■ TASK GOAL
Could you return all of the records exactly as they stand?

■ EXERCISE DATA
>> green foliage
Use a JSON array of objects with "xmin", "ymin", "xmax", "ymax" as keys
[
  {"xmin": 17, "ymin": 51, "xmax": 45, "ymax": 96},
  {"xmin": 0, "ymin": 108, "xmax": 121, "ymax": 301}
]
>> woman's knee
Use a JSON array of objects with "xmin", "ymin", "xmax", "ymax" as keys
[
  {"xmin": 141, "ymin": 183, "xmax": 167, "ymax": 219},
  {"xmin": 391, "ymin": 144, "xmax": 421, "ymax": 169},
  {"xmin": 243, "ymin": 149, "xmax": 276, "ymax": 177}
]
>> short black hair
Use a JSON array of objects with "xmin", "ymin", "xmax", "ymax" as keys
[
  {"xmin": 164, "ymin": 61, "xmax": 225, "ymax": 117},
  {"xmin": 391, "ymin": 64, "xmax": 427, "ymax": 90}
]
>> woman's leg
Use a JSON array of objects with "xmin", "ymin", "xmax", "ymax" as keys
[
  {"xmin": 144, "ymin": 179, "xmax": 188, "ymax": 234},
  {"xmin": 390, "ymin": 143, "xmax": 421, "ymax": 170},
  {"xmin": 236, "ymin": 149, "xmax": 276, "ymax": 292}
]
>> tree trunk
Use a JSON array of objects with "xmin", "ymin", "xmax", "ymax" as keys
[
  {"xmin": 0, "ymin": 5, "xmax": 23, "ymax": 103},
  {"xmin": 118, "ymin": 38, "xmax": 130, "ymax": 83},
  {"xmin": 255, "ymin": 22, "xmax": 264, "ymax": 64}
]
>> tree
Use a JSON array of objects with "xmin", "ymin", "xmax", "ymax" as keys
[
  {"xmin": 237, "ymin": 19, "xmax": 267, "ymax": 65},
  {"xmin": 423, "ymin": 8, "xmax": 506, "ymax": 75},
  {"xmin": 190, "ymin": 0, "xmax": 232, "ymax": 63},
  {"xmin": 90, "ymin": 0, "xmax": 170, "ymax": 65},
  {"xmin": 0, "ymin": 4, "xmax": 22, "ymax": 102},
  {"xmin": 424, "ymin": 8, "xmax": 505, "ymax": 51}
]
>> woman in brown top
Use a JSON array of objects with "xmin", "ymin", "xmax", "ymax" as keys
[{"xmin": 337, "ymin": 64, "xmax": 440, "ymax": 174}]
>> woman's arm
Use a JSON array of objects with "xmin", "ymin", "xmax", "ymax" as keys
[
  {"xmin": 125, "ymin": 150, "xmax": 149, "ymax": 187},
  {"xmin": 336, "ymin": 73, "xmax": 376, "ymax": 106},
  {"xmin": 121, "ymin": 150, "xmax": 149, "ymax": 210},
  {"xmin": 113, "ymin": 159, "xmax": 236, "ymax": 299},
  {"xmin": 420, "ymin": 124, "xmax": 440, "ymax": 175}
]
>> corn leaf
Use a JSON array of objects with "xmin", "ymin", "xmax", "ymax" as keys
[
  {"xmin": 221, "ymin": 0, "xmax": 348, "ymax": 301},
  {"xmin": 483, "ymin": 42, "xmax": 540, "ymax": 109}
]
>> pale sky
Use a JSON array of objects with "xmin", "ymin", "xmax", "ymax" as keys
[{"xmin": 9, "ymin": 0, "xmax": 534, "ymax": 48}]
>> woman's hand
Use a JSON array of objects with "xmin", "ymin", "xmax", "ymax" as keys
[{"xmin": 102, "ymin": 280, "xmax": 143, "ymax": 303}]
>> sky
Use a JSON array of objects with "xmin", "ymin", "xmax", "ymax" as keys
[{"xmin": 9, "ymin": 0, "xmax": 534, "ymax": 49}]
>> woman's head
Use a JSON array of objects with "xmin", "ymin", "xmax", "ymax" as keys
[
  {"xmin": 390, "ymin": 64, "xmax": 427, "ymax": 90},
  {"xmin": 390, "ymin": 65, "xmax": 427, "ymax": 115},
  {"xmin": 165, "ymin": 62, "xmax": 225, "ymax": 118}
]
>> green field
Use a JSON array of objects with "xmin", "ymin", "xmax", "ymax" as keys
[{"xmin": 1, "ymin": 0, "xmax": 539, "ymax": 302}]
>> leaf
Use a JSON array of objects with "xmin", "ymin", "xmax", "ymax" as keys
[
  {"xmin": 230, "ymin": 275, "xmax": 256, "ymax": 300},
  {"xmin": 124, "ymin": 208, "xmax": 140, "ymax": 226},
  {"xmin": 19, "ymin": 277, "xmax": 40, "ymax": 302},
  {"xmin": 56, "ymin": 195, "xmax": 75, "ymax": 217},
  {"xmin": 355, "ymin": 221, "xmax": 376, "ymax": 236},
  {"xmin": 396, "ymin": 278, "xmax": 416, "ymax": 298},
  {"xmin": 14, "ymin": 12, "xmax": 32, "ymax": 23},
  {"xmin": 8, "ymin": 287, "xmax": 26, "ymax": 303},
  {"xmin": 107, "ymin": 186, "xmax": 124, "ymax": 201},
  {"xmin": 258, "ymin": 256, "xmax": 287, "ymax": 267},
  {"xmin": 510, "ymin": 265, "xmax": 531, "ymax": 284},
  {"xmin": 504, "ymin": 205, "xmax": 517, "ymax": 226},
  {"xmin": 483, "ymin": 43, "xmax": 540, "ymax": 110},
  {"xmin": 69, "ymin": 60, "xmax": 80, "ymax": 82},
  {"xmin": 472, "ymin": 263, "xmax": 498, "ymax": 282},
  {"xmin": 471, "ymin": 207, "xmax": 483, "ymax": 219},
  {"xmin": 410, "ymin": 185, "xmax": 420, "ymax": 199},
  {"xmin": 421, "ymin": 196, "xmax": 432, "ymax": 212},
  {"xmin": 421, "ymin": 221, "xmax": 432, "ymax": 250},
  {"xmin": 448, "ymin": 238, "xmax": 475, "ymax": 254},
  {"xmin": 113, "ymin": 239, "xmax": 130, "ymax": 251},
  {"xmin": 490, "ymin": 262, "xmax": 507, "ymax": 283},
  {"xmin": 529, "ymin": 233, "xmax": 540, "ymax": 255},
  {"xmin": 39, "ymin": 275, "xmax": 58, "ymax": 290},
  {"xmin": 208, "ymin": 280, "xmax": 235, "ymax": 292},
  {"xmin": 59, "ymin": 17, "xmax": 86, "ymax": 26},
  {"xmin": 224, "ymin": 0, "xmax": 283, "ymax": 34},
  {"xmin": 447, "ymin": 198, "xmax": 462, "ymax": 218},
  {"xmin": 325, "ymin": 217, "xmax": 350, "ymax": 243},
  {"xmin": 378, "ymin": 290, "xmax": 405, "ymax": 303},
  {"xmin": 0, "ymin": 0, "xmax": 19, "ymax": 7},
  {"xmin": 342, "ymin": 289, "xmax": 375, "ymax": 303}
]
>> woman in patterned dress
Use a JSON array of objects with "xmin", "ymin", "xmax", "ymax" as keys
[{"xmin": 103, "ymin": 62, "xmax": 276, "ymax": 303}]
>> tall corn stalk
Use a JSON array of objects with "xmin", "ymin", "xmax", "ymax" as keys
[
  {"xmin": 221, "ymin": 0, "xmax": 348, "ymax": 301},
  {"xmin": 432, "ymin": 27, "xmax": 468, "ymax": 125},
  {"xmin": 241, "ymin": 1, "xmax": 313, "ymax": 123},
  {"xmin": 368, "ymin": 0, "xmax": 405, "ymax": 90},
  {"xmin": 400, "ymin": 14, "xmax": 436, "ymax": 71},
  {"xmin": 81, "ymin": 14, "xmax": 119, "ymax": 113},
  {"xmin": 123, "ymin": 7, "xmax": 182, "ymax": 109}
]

■ WORKED SOLUTION
>> green foliage
Use a JSON array of objects with "xmin", "ymin", "xmax", "ymax" as keys
[
  {"xmin": 17, "ymin": 51, "xmax": 45, "ymax": 96},
  {"xmin": 0, "ymin": 108, "xmax": 121, "ymax": 301}
]
>> woman's knee
Use a JSON array of objects with "xmin", "ymin", "xmax", "ymax" as keys
[
  {"xmin": 141, "ymin": 183, "xmax": 167, "ymax": 219},
  {"xmin": 391, "ymin": 144, "xmax": 421, "ymax": 169},
  {"xmin": 243, "ymin": 149, "xmax": 276, "ymax": 177}
]
>> short black hair
Use a JSON array of objects with "xmin", "ymin", "xmax", "ymax" as keys
[
  {"xmin": 164, "ymin": 61, "xmax": 225, "ymax": 117},
  {"xmin": 391, "ymin": 64, "xmax": 427, "ymax": 90}
]
>> woman's leg
Use a JSON array of objects with "xmin", "ymin", "xmax", "ymax" as keys
[
  {"xmin": 144, "ymin": 179, "xmax": 188, "ymax": 234},
  {"xmin": 390, "ymin": 143, "xmax": 421, "ymax": 170},
  {"xmin": 236, "ymin": 149, "xmax": 276, "ymax": 292}
]
>> tree trunk
Use a JSON array of objects with "xmin", "ymin", "xmax", "ymax" as keys
[
  {"xmin": 0, "ymin": 5, "xmax": 23, "ymax": 103},
  {"xmin": 118, "ymin": 38, "xmax": 130, "ymax": 83},
  {"xmin": 255, "ymin": 22, "xmax": 264, "ymax": 64}
]
>> tree
Use a JSON array of objects with "xmin", "ymin", "xmax", "ymax" as keys
[
  {"xmin": 237, "ymin": 19, "xmax": 267, "ymax": 65},
  {"xmin": 423, "ymin": 8, "xmax": 506, "ymax": 75},
  {"xmin": 190, "ymin": 0, "xmax": 232, "ymax": 63},
  {"xmin": 90, "ymin": 0, "xmax": 170, "ymax": 65},
  {"xmin": 0, "ymin": 4, "xmax": 22, "ymax": 102},
  {"xmin": 424, "ymin": 8, "xmax": 505, "ymax": 51}
]
>> woman in brown top
Use a JSON array of objects with "xmin", "ymin", "xmax", "ymax" as keys
[{"xmin": 337, "ymin": 64, "xmax": 440, "ymax": 174}]
>> woman's arm
Use a JSON array of objects with "xmin", "ymin", "xmax", "ymax" as keys
[
  {"xmin": 125, "ymin": 150, "xmax": 149, "ymax": 187},
  {"xmin": 336, "ymin": 73, "xmax": 376, "ymax": 106},
  {"xmin": 121, "ymin": 150, "xmax": 149, "ymax": 210},
  {"xmin": 113, "ymin": 159, "xmax": 236, "ymax": 299},
  {"xmin": 420, "ymin": 124, "xmax": 440, "ymax": 175}
]
>> corn leaf
Use a JSON array of objects with "xmin", "ymin", "xmax", "ymax" as keys
[
  {"xmin": 221, "ymin": 0, "xmax": 348, "ymax": 301},
  {"xmin": 483, "ymin": 42, "xmax": 540, "ymax": 109}
]
>> pale sky
Use a JSON array of objects with "xmin", "ymin", "xmax", "ymax" as keys
[{"xmin": 9, "ymin": 0, "xmax": 534, "ymax": 48}]
>> woman's hand
Use a JSON array of objects with "xmin", "ymin", "xmax", "ymax" as keys
[{"xmin": 102, "ymin": 280, "xmax": 143, "ymax": 303}]
>> sky
Use a JSON array of objects with "xmin", "ymin", "xmax", "ymax" as keys
[{"xmin": 9, "ymin": 0, "xmax": 534, "ymax": 49}]
>> woman's head
Use a JSON array of objects with "xmin", "ymin", "xmax", "ymax" as keys
[
  {"xmin": 390, "ymin": 64, "xmax": 427, "ymax": 90},
  {"xmin": 390, "ymin": 65, "xmax": 427, "ymax": 115},
  {"xmin": 165, "ymin": 62, "xmax": 225, "ymax": 118}
]
>> green field
Use a JSON array of objects with "xmin", "ymin", "xmax", "ymax" as keys
[{"xmin": 1, "ymin": 0, "xmax": 539, "ymax": 302}]
>> leaf
Use a JSON array of objects with "xmin", "ymin", "xmax", "ymax" as keys
[
  {"xmin": 230, "ymin": 275, "xmax": 256, "ymax": 300},
  {"xmin": 124, "ymin": 208, "xmax": 140, "ymax": 226},
  {"xmin": 19, "ymin": 277, "xmax": 40, "ymax": 302},
  {"xmin": 56, "ymin": 195, "xmax": 75, "ymax": 217},
  {"xmin": 355, "ymin": 221, "xmax": 376, "ymax": 236},
  {"xmin": 396, "ymin": 278, "xmax": 416, "ymax": 298},
  {"xmin": 14, "ymin": 12, "xmax": 32, "ymax": 23},
  {"xmin": 8, "ymin": 287, "xmax": 26, "ymax": 303},
  {"xmin": 107, "ymin": 186, "xmax": 124, "ymax": 201},
  {"xmin": 258, "ymin": 256, "xmax": 287, "ymax": 267},
  {"xmin": 510, "ymin": 265, "xmax": 531, "ymax": 284},
  {"xmin": 504, "ymin": 205, "xmax": 517, "ymax": 226},
  {"xmin": 483, "ymin": 43, "xmax": 540, "ymax": 110},
  {"xmin": 69, "ymin": 60, "xmax": 80, "ymax": 82},
  {"xmin": 472, "ymin": 263, "xmax": 498, "ymax": 282},
  {"xmin": 471, "ymin": 207, "xmax": 483, "ymax": 219},
  {"xmin": 410, "ymin": 185, "xmax": 420, "ymax": 199},
  {"xmin": 421, "ymin": 196, "xmax": 432, "ymax": 212},
  {"xmin": 421, "ymin": 221, "xmax": 432, "ymax": 250},
  {"xmin": 448, "ymin": 238, "xmax": 475, "ymax": 254},
  {"xmin": 113, "ymin": 239, "xmax": 130, "ymax": 251},
  {"xmin": 490, "ymin": 262, "xmax": 507, "ymax": 283},
  {"xmin": 529, "ymin": 233, "xmax": 540, "ymax": 255},
  {"xmin": 39, "ymin": 275, "xmax": 58, "ymax": 290},
  {"xmin": 208, "ymin": 280, "xmax": 235, "ymax": 292},
  {"xmin": 59, "ymin": 17, "xmax": 86, "ymax": 26},
  {"xmin": 224, "ymin": 0, "xmax": 283, "ymax": 34},
  {"xmin": 447, "ymin": 198, "xmax": 462, "ymax": 218},
  {"xmin": 325, "ymin": 217, "xmax": 350, "ymax": 243},
  {"xmin": 378, "ymin": 290, "xmax": 405, "ymax": 303},
  {"xmin": 0, "ymin": 0, "xmax": 19, "ymax": 7},
  {"xmin": 342, "ymin": 289, "xmax": 375, "ymax": 303}
]
>> woman in patterned dress
Use a JSON array of objects with "xmin", "ymin", "xmax", "ymax" as keys
[{"xmin": 103, "ymin": 62, "xmax": 276, "ymax": 303}]
>> tall corn stalk
Use a JSON array of objects with "xmin", "ymin", "xmax", "ymax" as keys
[
  {"xmin": 221, "ymin": 0, "xmax": 348, "ymax": 301},
  {"xmin": 432, "ymin": 27, "xmax": 468, "ymax": 125},
  {"xmin": 241, "ymin": 1, "xmax": 313, "ymax": 123},
  {"xmin": 368, "ymin": 0, "xmax": 405, "ymax": 90},
  {"xmin": 400, "ymin": 14, "xmax": 436, "ymax": 71},
  {"xmin": 81, "ymin": 14, "xmax": 119, "ymax": 113},
  {"xmin": 123, "ymin": 7, "xmax": 182, "ymax": 109}
]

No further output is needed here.